WRITTEN PROBLEM 1
Repeat the stretch of the clang-tidy runner proposal below from "There are also" through "for downstream use." word for word.

[Start TEXT SHOWN]

[RFC] Unified clang-tidy runner

[RFC] Unified clang-tidy runner

Motivation & Overview

There are currently (at least) five different ways to run clang-tidy on a CMake-based project:

  • clang-tidy CLI
  • run-clang-tidy.py
  • clang-tidy-diff.py
  • check_clang_tidy.py
  • CMake integration

None of these scripts share any code and much of the functionality is duplicated. The implementations are fragmentory and some useful features are not available, most notably fixit de-duplication after a CMake clang-tidy run:

Method Purpose Parallel execution De-duplication of warnings Incremental builds
clang-tidy CLI Running a single instance of clang-tidy No No No
run-clang-tidy.py Running clang-tidy in parallel Yes Yes (by merging YAML files) No
clang-tidy-diff.py Running clang-tidy in parallel on a diff Yes No No
check_clang_tidy.py Running clang-tidy unit tests No N/A No
CMake integration Running clang-tidy in parallel alongside a build Yes (via the build system) No Yes

There are also several third-party clang-tidy runners [1] [2] [3], which I haven’t used. Perhaps this is an indicator that our LLVM scripts aren’t sufficient for downstream use.

[End TEXT SHOWN]

WRITTEN PROBLEM 2
Pull out every line in the rows below that contains the string "Target", matching case.

[Start SUPPLIED RECORDS]

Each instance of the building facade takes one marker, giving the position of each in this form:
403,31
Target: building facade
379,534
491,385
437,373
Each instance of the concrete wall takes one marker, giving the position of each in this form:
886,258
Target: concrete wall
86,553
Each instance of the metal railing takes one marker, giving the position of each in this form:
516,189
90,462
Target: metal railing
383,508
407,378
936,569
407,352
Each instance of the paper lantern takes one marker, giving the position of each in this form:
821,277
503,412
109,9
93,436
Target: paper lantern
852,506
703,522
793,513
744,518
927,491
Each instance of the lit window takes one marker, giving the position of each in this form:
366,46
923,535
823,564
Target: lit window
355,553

[End SUPPLIED RECORDS]
[Start SUPPLIED RECORDS]

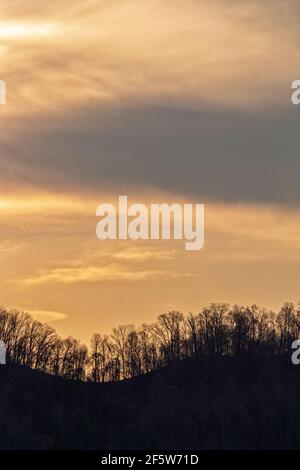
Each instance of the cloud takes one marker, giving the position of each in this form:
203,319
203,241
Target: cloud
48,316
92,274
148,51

[End SUPPLIED RECORDS]

COMPLETE OUTPUT 1
There are also several third-party clang-tidy runners [1] [2] [3], which I haven’t used. Perhaps this is an indicator that our LLVM scripts aren’t sufficient for downstream use.

COMPLETE OUTPUT 2
Target: building facade
Target: concrete wall
Target: metal railing
Target: paper lantern
Target: lit window
Target: cloud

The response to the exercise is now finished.